Start of Materials provided

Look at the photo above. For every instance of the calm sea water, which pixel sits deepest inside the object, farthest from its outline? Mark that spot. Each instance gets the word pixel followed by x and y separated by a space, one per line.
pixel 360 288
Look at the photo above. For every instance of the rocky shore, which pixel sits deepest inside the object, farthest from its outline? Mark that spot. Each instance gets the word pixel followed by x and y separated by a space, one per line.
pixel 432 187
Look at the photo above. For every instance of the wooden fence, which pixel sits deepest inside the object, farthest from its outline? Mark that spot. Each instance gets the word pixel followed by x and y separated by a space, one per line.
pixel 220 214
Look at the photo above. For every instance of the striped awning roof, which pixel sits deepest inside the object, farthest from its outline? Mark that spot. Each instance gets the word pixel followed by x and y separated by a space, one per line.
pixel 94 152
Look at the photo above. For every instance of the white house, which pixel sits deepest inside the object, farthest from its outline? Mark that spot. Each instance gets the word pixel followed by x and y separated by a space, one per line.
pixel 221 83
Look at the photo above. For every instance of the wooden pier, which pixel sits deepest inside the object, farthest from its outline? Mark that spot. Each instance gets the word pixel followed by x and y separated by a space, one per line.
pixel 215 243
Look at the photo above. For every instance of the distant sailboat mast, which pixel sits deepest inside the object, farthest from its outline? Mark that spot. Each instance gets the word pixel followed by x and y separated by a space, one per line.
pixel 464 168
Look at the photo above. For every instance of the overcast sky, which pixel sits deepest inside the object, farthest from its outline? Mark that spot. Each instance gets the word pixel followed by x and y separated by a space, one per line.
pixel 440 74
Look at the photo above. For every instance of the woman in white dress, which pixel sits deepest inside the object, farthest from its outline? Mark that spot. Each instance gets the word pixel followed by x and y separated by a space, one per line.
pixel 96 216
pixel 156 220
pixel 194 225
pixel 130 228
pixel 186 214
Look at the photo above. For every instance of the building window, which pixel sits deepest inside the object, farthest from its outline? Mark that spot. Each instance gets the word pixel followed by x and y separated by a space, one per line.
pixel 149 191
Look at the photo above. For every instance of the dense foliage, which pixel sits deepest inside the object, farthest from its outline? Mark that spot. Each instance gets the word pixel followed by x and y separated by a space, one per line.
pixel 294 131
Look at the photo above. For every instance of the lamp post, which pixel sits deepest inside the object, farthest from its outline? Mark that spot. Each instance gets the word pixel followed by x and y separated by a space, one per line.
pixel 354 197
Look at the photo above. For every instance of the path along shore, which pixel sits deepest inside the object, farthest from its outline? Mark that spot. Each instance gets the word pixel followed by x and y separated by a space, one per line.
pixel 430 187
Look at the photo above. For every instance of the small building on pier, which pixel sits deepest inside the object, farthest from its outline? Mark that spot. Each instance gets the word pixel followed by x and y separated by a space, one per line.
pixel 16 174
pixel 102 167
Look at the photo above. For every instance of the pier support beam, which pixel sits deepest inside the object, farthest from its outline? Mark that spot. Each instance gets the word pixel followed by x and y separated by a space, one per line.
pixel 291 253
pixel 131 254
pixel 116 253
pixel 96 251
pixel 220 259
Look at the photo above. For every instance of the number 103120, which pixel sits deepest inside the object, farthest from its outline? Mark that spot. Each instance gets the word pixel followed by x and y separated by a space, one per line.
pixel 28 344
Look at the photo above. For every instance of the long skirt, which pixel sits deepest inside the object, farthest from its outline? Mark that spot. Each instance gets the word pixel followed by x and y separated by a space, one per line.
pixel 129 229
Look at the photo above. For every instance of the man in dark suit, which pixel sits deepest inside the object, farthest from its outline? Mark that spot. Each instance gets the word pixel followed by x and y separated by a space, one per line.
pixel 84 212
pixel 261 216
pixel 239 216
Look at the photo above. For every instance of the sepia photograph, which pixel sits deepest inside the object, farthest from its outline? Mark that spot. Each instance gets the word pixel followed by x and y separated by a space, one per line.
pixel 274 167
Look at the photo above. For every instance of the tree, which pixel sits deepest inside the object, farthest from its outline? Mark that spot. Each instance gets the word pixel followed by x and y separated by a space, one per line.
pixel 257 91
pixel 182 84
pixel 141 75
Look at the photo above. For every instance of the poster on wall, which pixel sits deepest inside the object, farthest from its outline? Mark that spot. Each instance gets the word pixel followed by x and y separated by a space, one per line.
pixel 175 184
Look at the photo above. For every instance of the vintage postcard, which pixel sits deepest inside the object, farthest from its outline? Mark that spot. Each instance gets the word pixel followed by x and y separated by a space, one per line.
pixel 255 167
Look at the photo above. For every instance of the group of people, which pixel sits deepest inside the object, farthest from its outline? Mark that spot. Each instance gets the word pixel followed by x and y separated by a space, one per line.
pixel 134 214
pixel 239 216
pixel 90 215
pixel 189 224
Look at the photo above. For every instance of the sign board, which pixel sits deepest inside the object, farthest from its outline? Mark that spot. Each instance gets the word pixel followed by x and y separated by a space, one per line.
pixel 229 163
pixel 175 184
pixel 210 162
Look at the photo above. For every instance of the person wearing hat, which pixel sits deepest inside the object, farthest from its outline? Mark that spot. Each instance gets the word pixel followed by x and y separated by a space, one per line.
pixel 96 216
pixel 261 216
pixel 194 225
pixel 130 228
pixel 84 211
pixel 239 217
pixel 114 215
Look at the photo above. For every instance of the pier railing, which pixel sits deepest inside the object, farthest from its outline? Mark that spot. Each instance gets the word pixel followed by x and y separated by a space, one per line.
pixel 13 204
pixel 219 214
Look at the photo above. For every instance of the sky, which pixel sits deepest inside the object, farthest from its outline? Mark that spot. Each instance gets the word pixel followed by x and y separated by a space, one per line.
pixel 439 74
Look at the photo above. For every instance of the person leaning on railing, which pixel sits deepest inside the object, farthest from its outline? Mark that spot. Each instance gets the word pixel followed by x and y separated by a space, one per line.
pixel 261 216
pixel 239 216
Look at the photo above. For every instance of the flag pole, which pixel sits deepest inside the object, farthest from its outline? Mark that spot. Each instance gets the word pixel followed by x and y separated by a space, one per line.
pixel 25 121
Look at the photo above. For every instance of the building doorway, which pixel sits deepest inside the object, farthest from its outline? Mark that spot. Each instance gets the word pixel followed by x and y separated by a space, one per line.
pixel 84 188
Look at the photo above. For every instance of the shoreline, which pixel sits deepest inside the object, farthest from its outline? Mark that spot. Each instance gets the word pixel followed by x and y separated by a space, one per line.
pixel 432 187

End of Materials provided

▶ The exercise:
All of the material above needs to be retyped word for word.

▶ Reply to the exercise:
Look at the photo above. For every instance of the calm sea water, which pixel sits deepest inside the object, farthest from its outline? Mark that spot. Each instance gets the word pixel followed by x and y separated by a space, one per line.
pixel 360 288
Look at the photo above. For every instance of the rocky shore, which pixel sits deepest inside the object, farthest from its outline? Mark that spot. Each instance gets the word pixel followed by x and y separated by a space, one per line.
pixel 432 187
Look at the photo above. For every instance of the wooden fence, which pixel sits deepest inside the object, farthest from its outline? Mark that spot. Each instance gets the word pixel followed by x and y separated by a space, one per line.
pixel 220 214
Look at the photo above. For every instance of the striped awning roof, which pixel sits deepest inside the object, farthest from its outline? Mark that spot. Each instance gets the word pixel followed by x and y separated by a space, one per line.
pixel 94 152
Look at the photo above. For every instance of the white house, which pixel sits deepest inside the object, farthest from its outline? Mark that spot. Each instance gets the word pixel followed by x and y separated by a space, one per line.
pixel 221 83
Look at the photo above. For every instance of the wooden pier, which pixel sits deepest inside the object, farthest from its outline? Mark that spot. Each instance gets the word pixel followed by x and y separated by a space, one per line.
pixel 215 243
Look at the photo above. For every instance of the distant sailboat mast, which pixel sits deepest inside the object, farthest from its outline? Mark that spot. Each instance gets the word pixel followed by x and y separated by a space, one per line.
pixel 464 168
Look at the photo above. For every instance of the overcast sky, which pixel sits deepest inside the object, farthest from its outline? Mark that spot. Each instance gets the word pixel followed by x and y separated by a space, one per line.
pixel 440 74
Look at the photo above. For every instance of the woman in white dress, which pixel sits deepest inside the object, farthest from its outline? Mark that spot. Each instance gets the word pixel followed by x and y separated by a space, one per line.
pixel 96 216
pixel 156 220
pixel 194 225
pixel 130 228
pixel 186 214
Look at the photo above. For every instance of the building window, which pixel sits deepest inside the object, farthest from its outline? Mark that spot. Each instance gets the word pixel followed by x and y separated by a space, one per line.
pixel 149 191
Look at the photo above. For every instance of the dense foliage, which pixel sits deepest inside the object, farthest from its outline? Mark that spot. Each instance gets the word pixel followed by x and y separated by a space, one per line.
pixel 294 131
Look at the photo above. For every instance of the lamp post, which pixel sits deepest inside the object, farthest from its outline? Mark that spot. Each instance gets the word pixel followed by x and y separated by a space, one per line.
pixel 354 197
Look at the photo above. For every instance of the path along shore, which pixel sits deepest inside the object, farthest from its outline? Mark that spot. Each instance gets the word pixel followed by x and y separated by a space, one per line.
pixel 430 187
Look at the photo above. For every instance of the small building on pier, which pixel sits deepest inside the object, farthest from its outline? Mark that spot. Each instance gets the word pixel followed by x and y separated by a space, one per line.
pixel 16 174
pixel 102 167
Look at the photo above. For every instance of the pier support beam, which pixel sits deepest inside the object, farthest from its outline? Mark that spot. Each instance gets the word pixel followed by x and y separated by a space, one per line.
pixel 291 253
pixel 131 254
pixel 116 253
pixel 96 251
pixel 220 259
Look at the photo above. For every instance of the number 103120, which pixel sits deepest inside the object, farthest from its outline? Mark that spot. Each instance gets the word pixel followed by x and y separated by a space, one per line.
pixel 28 344
Look at the photo above. For every instance of the long skirt, which pixel sits deepest inside the object, farthest from its outline? Mark that spot. Each instance gets the word pixel followed by x and y separated by a space, one per line.
pixel 129 229
Look at the photo above. For every instance of the man in dark suit, which pixel sits deepest inside the object, farthest from its outline? Mark that spot. Each instance gets the word pixel followed by x and y separated by a space, one per line.
pixel 84 212
pixel 261 216
pixel 239 216
Look at the photo above. For every instance of the sepia photograph, which pixel sits deepest inside the object, farthest from its outline? Mark that spot. Each instance gets the word pixel followed by x and y separated by a space, one per line.
pixel 274 167
Look at the photo above. For every instance of the tree, which pixel sits deepest inside the object, farthest from its outline? Mark that spot. Each instance gets the word pixel followed by x and y separated by a space, one per line.
pixel 257 91
pixel 182 84
pixel 141 75
Look at the photo above. For every instance of the poster on wall, which pixel sits deepest inside the object, farthest from its outline? Mark that spot. Each instance gets the word pixel followed by x and y separated by a space, one per line.
pixel 175 184
Look at the photo above. For every instance of the vintage postcard, which pixel sits deepest inside the object, farthest from its outline? Mark that spot. Each instance gets the word pixel followed by x and y separated by a space, one per line.
pixel 255 167
Look at the photo above. For every instance of the group of people, which pixel sits deepest inside the object, farthest from its outline? Mark that spot. Each instance gets the word pixel followed by x and y separated by a space, one per line.
pixel 134 214
pixel 239 216
pixel 90 215
pixel 189 224
Look at the photo above. For every instance of the sign board, which pixel sits deepest inside the object, farthest from its outline? Mark that spot. Each instance gets the word pixel followed by x and y separated by a space, one per line.
pixel 229 163
pixel 175 184
pixel 210 162
Look at the photo above. For every instance of the person wearing hat, which pixel sits deepest inside the object, farthest from its outline? Mark that spot. Each instance gets the word pixel followed by x and y separated by a space, one per line.
pixel 96 216
pixel 261 216
pixel 194 225
pixel 130 228
pixel 84 211
pixel 239 217
pixel 114 215
Look at the photo above. For every instance of the pier railing, which pixel sits deepest inside the object, farthest from its outline? Mark that spot. Each instance gets the word pixel followed by x and y separated by a space, one per line.
pixel 13 204
pixel 219 214
Look at the photo above. For every instance of the sky, which pixel sits deepest inside the object, farthest from its outline? Mark that spot. Each instance gets the word pixel followed by x and y separated by a space, one per line.
pixel 439 74
Look at the photo above. For every instance of the person leaning on railing, which pixel sits deepest inside the object, farthest from its outline? Mark that spot. Each instance gets the word pixel followed by x and y separated by a space, one per line.
pixel 261 216
pixel 239 216
Look at the photo above. For every instance of the flag pole, which pixel sits deepest inside the object, farthest from its outline? Mark that spot. Each instance gets the word pixel followed by x and y separated by a space, one per line.
pixel 25 121
Look at the photo above. For every instance of the building doorway, which pixel sits deepest inside the object, farthest from its outline? Mark that spot. Each instance gets the word pixel followed by x and y separated by a space, one per line.
pixel 84 188
Look at the photo above. For every instance of the shoreline, which pixel sits deepest inside the object, farthest from its outline? Mark that spot. Each instance gets the word pixel followed by x and y separated by a space, one per line.
pixel 432 187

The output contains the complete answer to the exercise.